<<<<
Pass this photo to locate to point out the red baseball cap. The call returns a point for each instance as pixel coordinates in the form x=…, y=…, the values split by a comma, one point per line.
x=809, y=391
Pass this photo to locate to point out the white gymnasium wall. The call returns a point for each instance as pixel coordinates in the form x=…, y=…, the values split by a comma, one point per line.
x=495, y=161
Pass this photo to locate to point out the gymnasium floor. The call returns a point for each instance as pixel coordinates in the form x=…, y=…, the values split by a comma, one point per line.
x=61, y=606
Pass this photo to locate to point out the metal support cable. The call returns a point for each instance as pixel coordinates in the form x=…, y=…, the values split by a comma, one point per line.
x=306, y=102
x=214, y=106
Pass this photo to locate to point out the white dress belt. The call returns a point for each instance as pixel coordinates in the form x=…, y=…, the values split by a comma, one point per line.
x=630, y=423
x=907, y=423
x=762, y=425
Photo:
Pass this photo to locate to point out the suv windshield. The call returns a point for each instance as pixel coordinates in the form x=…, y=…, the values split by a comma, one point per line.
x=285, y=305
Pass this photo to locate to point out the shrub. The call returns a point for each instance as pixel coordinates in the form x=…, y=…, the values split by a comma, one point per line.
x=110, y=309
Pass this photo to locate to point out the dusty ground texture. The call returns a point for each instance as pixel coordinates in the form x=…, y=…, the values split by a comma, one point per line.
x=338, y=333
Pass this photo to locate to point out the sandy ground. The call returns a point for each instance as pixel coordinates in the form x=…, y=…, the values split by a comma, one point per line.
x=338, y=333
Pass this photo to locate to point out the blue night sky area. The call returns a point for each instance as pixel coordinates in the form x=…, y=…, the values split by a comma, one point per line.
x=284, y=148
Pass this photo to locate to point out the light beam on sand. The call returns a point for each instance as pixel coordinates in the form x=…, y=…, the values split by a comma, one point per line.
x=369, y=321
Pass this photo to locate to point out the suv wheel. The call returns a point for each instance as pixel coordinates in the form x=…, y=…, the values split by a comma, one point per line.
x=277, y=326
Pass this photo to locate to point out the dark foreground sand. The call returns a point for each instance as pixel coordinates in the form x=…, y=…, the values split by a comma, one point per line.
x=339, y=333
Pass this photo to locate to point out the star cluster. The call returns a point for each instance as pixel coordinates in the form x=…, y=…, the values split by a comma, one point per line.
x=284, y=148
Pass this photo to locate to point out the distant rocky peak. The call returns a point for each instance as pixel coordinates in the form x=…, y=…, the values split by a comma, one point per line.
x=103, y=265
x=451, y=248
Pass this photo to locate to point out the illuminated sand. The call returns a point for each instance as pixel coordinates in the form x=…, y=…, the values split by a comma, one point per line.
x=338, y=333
>>>>
**TO DO:** Your reply should consist of all the records, set down exactly.

**OUTPUT BELOW:**
Pass this photo to locate to point out the red baseball cap. The call returns a point for each instance as pixel coordinates in the form x=…, y=…, the values split by a comma, one point per line.
x=809, y=391
Pass this photo to locate to point out the white gymnasium wall. The call returns a point for each instance as pixel coordinates in the form x=…, y=…, the values split by a comma, one point per line.
x=495, y=161
Pass this photo to locate to point out the gymnasium floor. The call returns a point for each instance as pixel coordinates in the form x=…, y=…, the values split by a comma, one point per line.
x=61, y=606
Pass this photo to locate to point out the metal support cable. The call returns a point for each instance as pixel coordinates in the form x=…, y=…, the values split by a comma, one point per line.
x=306, y=102
x=214, y=106
Pass this photo to locate to point out the white dress belt. The call returns a point for each instance as pixel coordinates in the form x=…, y=…, the values split by a comma, one point per line.
x=630, y=423
x=907, y=423
x=762, y=425
Photo:
Pass this photo to locate to point out the suv windshield. The call returns a point for each instance as pixel coordinates in the form x=…, y=…, the values split by a comma, one point per line.
x=285, y=305
Pass this photo to locate to point out the shrub. The call returns a point for each instance as pixel coordinates in the form x=…, y=…, the values split by a comma, one point per line.
x=110, y=309
Pass this photo to locate to point out the dusty ground texture. The call returns a point for each instance as pixel coordinates in the form x=…, y=…, the values split by a comma, one point per line.
x=338, y=333
Pass this photo to locate to point out the sandy ground. The call returns a point for each instance as pixel coordinates in the form x=…, y=…, the values split by a comma, one point per line.
x=338, y=333
Pass this photo to locate to point out the blue night sky area. The call returns a point for each instance as pixel coordinates in the form x=…, y=…, the values split by a comma, one point per line.
x=284, y=148
Pass this photo to locate to point out the light beam on sand. The call returns a point for each instance as pixel coordinates in the form x=…, y=…, the values split by a comma, one point per line.
x=369, y=321
Pass this photo to locate to point out the suv wheel. The call returns a point for each instance as pixel coordinates in the form x=…, y=…, the values split by a comma, one point per line.
x=277, y=326
Pass this photo to locate to point out the dark foreground sand. The call returns a point for each instance as pixel coordinates in the form x=…, y=…, the values split by a comma, one point per line.
x=339, y=333
Pass this photo to locate to point out the star cluster. The call returns a point for each instance as pixel coordinates in the form x=…, y=…, the values split by a comma, one point per line.
x=284, y=148
Pass this photo to locate to point out the distant rocky peak. The call returns a point for each instance as pixel coordinates in the form x=…, y=…, the values split by a comma, one point per line.
x=103, y=265
x=451, y=248
Pass this photo to locate to point out the illuminated sand. The call returns a point for each instance as pixel coordinates in the form x=…, y=…, the values split by a comma, one point per line.
x=338, y=333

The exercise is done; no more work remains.